Data section:
(begin)

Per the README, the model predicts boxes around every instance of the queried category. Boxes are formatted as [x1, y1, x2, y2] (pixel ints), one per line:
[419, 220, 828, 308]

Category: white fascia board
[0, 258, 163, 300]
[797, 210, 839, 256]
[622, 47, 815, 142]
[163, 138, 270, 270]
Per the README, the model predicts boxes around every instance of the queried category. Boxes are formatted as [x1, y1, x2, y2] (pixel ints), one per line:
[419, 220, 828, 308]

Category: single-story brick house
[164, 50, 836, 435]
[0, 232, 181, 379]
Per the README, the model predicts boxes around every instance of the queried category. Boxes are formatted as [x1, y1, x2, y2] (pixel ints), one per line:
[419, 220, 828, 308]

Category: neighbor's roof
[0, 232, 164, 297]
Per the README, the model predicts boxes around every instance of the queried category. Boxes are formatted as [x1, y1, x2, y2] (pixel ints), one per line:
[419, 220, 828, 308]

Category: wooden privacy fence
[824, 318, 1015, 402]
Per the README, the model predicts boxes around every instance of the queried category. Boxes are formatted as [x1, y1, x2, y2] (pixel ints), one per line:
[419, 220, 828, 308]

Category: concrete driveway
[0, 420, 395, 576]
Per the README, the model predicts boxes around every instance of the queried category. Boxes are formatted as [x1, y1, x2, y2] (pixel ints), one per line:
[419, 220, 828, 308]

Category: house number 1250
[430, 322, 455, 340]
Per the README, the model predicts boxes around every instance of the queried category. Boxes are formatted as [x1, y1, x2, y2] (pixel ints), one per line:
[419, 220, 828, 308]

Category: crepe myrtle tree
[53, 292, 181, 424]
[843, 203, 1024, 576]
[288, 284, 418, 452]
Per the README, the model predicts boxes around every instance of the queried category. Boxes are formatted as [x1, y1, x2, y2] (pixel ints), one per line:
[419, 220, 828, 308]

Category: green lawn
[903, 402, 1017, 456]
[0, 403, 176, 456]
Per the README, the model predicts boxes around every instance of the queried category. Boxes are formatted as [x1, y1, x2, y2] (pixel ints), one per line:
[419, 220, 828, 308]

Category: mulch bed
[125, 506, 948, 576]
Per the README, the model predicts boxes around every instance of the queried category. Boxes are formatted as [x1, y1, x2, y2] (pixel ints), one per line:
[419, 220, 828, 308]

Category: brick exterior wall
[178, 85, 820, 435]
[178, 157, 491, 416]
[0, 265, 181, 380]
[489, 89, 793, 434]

(end)

What to do: Return each line of the records above exactly as it reads.

Output:
Per the README, the model predicts boxes around every instance of the queried category. Boxes are formatted as [x1, y1, x2, y2] (pixel ints), one per line:
[419, 220, 828, 308]

Category: white fascia board
[0, 258, 163, 300]
[797, 210, 839, 256]
[622, 47, 815, 142]
[163, 138, 270, 270]
Per the README, the model predicts boxes around every instance of the queried category. Boxes are formatted as [x1, y1, x2, y2] (pixel ints), one per line:
[419, 220, 828, 308]

Category: single-story brick house
[164, 50, 836, 435]
[0, 232, 181, 379]
Per the README, the model predicts boxes around every instance of the queried category. Boxes are formatted as [x1, y1, x2, y2] (pixel ints), one per line:
[419, 220, 828, 308]

Category: neighbor's roof
[0, 232, 164, 297]
Per the README, the model predicts boxes around every instance of the queried category. Boxes are formatted as [x1, y1, x2, y2] (pixel ints), one per line:
[419, 220, 828, 308]

Category: wooden privacy fence
[824, 318, 1015, 402]
Per the README, the model predicts boxes around every instance of the queried category. Boxes are formatted as [x1, y1, x2, y2] (pixel ints), one per line:
[419, 220, 828, 308]

Category: concrete driveway
[0, 420, 395, 576]
Per the README, the model predicts boxes around every instance of the queried category. Boxes are formatted as [x1, y1, x2, y2] (pixel ints), one per line:
[419, 220, 828, 308]

Category: house number 1250
[430, 322, 455, 340]
Per the README, the model predicts boxes around every instance of the queried category. Boxes are formatted as [x1, y1, x2, y2] (pixel ints), one per line:
[419, 220, 828, 308]

Category: crepe myrtle tree
[53, 292, 181, 424]
[843, 203, 1024, 576]
[288, 284, 418, 452]
Per the README, the model predicts boxes around every instance of the queried category. Boxes are formatted as [x1, y1, x2, y2] (pixel ints), one per line:
[419, 220, 828, 308]

Category: green lawn
[903, 402, 1017, 456]
[0, 403, 176, 456]
Per the README, the model predicts boxes around every instance of the queried category. Boxes are formatted as [x1, y1, x2, y2] (pixel ints), one per line:
[419, 220, 828, 308]

Category: mulch bed
[125, 506, 948, 576]
Per the README, the model predicts boxes around every instance of the queried category. Boxes are formatted as [x1, y1, x2, y2] (pixel ints), one per line:
[419, 220, 828, 308]

Category: brick exterior wall
[178, 85, 820, 435]
[178, 157, 491, 416]
[0, 265, 181, 380]
[489, 89, 793, 434]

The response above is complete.